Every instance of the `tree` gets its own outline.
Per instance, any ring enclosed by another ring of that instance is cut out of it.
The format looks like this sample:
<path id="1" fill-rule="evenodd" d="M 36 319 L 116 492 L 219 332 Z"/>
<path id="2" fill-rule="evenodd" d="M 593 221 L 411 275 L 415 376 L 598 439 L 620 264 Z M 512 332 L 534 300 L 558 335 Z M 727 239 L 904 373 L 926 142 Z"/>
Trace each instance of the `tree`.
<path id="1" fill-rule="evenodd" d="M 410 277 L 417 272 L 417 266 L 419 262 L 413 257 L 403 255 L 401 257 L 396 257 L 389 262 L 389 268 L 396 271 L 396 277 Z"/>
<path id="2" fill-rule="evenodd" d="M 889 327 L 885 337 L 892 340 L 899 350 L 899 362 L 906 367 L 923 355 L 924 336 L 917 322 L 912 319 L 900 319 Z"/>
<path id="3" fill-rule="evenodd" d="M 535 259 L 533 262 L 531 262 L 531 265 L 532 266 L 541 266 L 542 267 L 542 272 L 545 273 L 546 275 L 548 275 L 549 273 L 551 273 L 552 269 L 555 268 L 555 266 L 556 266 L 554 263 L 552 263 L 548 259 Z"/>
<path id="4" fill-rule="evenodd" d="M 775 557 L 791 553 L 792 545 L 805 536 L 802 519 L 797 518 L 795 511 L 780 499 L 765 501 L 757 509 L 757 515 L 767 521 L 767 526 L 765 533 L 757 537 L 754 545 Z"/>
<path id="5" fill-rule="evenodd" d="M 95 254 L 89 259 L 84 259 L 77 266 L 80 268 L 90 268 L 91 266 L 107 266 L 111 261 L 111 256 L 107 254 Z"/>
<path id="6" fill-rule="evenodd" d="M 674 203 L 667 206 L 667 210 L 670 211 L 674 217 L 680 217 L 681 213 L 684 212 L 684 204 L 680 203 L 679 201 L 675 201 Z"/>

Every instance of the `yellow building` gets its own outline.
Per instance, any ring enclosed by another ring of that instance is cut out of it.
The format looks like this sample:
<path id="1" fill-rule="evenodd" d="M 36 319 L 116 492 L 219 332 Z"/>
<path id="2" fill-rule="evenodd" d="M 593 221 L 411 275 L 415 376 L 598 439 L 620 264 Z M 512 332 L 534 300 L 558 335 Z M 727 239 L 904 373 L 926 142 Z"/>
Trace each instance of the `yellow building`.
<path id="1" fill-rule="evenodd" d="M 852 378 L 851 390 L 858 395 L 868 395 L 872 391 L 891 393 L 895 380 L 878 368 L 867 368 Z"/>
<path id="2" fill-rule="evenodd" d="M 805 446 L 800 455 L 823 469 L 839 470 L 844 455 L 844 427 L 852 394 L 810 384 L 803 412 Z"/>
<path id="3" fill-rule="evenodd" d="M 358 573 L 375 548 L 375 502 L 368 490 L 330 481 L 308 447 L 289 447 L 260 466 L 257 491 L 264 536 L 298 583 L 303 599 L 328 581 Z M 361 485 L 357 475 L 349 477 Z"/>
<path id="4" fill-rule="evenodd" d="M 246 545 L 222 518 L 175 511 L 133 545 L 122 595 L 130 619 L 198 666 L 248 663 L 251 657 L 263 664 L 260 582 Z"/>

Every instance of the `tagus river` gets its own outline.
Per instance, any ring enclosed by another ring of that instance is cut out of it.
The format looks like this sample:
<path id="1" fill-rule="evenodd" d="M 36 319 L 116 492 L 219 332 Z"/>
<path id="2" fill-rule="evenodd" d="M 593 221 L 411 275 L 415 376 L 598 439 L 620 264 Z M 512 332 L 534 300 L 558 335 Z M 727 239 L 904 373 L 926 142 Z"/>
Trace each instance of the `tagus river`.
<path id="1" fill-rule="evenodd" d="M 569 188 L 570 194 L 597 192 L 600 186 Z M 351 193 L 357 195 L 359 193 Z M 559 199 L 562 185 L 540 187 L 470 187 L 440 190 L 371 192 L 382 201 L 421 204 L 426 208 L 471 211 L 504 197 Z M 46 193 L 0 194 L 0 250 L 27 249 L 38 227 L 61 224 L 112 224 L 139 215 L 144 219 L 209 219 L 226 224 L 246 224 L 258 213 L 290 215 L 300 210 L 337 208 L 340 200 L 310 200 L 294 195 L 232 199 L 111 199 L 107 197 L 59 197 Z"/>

___

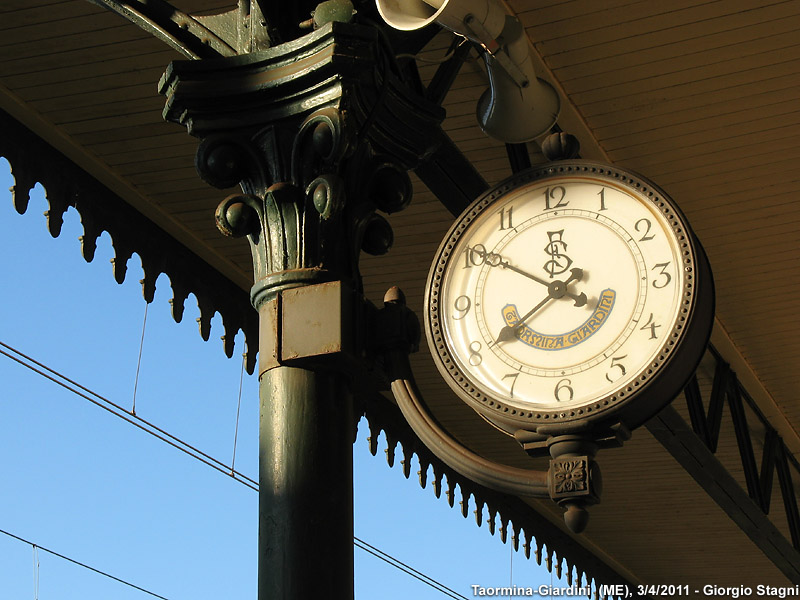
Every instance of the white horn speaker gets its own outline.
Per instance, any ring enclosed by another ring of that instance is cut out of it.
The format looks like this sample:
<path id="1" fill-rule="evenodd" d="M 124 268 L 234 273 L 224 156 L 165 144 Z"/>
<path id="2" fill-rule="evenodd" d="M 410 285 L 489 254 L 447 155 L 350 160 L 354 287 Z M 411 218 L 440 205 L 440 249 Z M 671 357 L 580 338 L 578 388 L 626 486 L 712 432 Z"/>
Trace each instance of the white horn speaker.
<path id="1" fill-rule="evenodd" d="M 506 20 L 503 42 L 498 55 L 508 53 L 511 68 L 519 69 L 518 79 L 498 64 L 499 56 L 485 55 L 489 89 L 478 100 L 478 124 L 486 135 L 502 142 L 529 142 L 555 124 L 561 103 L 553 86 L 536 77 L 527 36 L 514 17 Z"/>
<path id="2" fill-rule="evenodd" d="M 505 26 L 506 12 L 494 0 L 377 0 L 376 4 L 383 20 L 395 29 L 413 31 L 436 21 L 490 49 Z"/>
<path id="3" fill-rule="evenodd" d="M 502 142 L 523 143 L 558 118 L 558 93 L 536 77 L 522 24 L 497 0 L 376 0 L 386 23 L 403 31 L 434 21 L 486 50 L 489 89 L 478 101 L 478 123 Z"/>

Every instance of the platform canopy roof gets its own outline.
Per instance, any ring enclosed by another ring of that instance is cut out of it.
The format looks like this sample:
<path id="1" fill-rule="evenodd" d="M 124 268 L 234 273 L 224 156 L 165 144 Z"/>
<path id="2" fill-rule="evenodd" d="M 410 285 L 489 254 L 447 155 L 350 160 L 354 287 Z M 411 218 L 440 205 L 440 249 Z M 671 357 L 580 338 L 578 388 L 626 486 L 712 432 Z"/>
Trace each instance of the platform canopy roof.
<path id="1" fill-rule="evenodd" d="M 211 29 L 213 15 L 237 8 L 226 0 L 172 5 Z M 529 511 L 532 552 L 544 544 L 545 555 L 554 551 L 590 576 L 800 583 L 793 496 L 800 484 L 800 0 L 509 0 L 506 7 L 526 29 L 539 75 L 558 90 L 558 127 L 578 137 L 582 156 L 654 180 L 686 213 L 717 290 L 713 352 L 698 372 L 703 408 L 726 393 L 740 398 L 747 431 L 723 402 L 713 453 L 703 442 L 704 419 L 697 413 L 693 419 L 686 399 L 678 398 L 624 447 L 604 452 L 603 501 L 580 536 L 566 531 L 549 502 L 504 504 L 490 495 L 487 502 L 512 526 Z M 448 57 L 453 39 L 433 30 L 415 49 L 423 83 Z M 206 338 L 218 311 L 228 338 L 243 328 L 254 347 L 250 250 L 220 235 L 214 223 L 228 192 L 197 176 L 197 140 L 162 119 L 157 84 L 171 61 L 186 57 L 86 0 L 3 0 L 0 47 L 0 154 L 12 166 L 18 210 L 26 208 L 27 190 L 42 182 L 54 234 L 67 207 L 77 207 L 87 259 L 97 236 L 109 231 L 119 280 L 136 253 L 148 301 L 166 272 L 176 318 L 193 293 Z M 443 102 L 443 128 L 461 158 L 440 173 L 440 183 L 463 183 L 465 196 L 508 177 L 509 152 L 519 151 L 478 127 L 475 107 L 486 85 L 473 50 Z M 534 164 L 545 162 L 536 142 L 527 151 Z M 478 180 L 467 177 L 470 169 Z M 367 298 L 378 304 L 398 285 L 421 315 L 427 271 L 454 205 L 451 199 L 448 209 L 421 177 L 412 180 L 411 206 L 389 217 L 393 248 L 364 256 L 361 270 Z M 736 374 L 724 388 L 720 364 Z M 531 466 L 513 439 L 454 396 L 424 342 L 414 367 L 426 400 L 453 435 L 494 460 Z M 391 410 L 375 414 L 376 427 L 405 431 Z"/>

___

Exercise requirements:
Reply with nothing but the number of lines in the data above that contain "Every".

Exercise solution:
5